▶ **TEXT SEGMENT**

Given that Trump was elected to a four-year term in November 2024, he’s likely to be in office until noon on January 20, 2029. Given that his party has slim control of both the House and the Senate — and that they’ve shown incredible deference to him — there’s very little folks can do to vent their outrage and fear.
Sure, they can work to elect Democrats to the House and Senate in November. But that’s months away even now and interminably long when the first* of these protests took place last President’s Day. And, of course, many of the protestors live in states and districts that are solidly red, making that task next to impossible in their locality. (Or, for that matter, live in states and districts that are deep blue, making the outcome assured locally.) And that’s to say nothing of those affected by these policies who live in other countries.
Four years is a long time to live in fear and anger. Spending a Saturday communing with hundreds or thousands of others who are frustrated is, if nothing else, a coping mechanism.
*Peters seems not to be counting the “No Kings On Presidents’ Day” rally for whatever reason. NPR does the same. ¯\_(ツ)_/¯
Odd take by Peters. It’s not just progressives protesting Trumpism. And after his first term Trump was booted from office.
At any rate, not sure why skeptics of No Kings are so vocal about it. It’s a nominally free county: ergo, like-minded people can gather if they want, for no reason at all or just to commiserate, if they choose. They don’t need to justify that to anyone.
Skeptics can instead do what I did yesterday: housekeeping, gardening, gym/cardio, and laundry.
I don’t see why we should cheer Iranians protesting their Islamofascist government but sneer at Americans protesting our Christofascist government.
These protests are a way to hold on to normalcy, sanity, in the midst of the Trump Cult’s efforts to erase reality and replace it with lies and fantasies. When the world has gone crazy it can be reassuring to realize that not everyone has lost their fucking minds. We cannot allow corruption, lies, hate speech and government violence to be seen as the norm going forward. It’s a powerful reminder to MAGA that no, assholes, you have not won because we have not surrendered.
And it is an intimidation tactic as well: we are here, there are a lot of us, and we fucking hate what you MAGAts are doing to our country, and we will take you down.
I’d also argue that the anti-ICE protests have been effective to a significant degree – we are not seeing the kinds of overt thuggishness we watched in Minneapolis. ICE has been warned, whether they would admit it or not, that they cannot just storm into an American city and start murdering people.

▶ **RECORDS SHOWN**
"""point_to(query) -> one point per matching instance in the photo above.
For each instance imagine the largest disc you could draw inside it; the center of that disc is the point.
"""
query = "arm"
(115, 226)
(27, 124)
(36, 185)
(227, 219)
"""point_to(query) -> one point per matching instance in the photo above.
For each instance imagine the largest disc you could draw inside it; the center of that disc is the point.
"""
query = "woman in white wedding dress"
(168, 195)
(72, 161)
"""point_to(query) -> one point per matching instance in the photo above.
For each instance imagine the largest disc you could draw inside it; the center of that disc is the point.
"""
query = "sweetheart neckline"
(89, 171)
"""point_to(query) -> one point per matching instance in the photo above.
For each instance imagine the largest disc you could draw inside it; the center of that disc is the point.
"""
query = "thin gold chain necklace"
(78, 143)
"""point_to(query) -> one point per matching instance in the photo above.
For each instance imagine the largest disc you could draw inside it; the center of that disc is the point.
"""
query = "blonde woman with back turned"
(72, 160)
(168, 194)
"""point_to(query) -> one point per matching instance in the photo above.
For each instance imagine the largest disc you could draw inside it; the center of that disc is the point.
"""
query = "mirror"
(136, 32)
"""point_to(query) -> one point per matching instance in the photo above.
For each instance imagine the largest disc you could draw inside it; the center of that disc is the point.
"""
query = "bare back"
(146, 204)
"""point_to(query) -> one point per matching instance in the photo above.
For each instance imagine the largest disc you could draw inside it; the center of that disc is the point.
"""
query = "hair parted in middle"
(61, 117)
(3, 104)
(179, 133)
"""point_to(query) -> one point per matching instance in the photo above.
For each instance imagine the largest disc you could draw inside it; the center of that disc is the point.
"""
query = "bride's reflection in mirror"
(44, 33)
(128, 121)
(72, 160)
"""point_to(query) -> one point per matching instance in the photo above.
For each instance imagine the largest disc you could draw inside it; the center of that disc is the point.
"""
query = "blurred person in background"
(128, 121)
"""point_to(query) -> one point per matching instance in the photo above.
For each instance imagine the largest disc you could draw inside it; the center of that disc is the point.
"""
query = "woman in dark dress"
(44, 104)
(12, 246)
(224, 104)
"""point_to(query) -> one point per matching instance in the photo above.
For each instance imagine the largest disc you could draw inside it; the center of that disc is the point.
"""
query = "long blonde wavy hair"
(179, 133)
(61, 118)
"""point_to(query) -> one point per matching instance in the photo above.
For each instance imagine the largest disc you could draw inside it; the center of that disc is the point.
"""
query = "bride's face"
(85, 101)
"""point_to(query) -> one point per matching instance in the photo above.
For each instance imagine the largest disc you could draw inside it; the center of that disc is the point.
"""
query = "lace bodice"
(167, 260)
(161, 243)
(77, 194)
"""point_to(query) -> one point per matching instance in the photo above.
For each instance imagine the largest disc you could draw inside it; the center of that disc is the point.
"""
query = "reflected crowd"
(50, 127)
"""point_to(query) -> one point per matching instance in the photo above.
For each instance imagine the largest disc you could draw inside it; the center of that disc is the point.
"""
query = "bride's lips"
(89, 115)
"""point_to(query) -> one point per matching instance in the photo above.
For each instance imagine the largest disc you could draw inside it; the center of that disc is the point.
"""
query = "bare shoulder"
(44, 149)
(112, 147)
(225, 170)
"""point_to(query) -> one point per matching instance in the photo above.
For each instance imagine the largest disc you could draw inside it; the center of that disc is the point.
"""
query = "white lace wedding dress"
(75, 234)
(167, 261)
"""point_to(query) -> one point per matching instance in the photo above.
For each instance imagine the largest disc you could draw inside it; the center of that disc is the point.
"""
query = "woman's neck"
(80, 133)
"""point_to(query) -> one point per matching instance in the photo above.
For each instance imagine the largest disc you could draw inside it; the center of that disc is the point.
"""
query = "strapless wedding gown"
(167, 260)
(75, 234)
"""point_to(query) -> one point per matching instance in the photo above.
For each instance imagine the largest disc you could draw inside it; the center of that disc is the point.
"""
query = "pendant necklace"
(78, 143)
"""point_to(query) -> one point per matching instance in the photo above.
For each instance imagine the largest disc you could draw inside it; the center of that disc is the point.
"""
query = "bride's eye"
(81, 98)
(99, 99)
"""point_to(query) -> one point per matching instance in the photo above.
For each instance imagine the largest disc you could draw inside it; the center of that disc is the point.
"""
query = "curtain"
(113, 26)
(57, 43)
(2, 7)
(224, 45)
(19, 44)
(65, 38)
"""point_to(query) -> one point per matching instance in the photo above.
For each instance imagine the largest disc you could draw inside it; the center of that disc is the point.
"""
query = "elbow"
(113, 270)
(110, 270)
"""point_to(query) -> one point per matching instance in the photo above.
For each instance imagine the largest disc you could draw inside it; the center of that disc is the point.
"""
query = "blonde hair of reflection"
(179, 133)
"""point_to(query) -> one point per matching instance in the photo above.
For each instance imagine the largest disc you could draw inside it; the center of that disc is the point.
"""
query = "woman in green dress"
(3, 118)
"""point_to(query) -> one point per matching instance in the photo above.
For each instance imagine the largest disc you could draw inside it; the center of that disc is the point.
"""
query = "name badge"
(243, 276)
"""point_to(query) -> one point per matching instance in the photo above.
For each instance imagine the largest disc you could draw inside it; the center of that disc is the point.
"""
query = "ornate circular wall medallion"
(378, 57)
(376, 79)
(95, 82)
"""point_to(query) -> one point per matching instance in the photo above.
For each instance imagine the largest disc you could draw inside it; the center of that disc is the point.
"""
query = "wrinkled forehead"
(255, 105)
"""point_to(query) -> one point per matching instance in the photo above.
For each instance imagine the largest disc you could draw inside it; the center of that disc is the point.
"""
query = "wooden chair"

▶ **YOUR INSTRUCTIONS**
Rewrite the protest commentary from "Sure, they can" to "in other countries.", swapping "protestors" for "demonstrators". Rely solely on the protest commentary and disregard the rows.

▶ **YOUR RESPONSE**
Sure, they can work to elect Democrats to the House and Senate in November. But that’s months away even now and interminably long when the first* of these protests took place last President’s Day. And, of course, many of the demonstrators live in states and districts that are solidly red, making that task next to impossible in their locality. (Or, for that matter, live in states and districts that are deep blue, making the outcome assured locally.) And that’s to say nothing of those affected by these policies who live in other countries.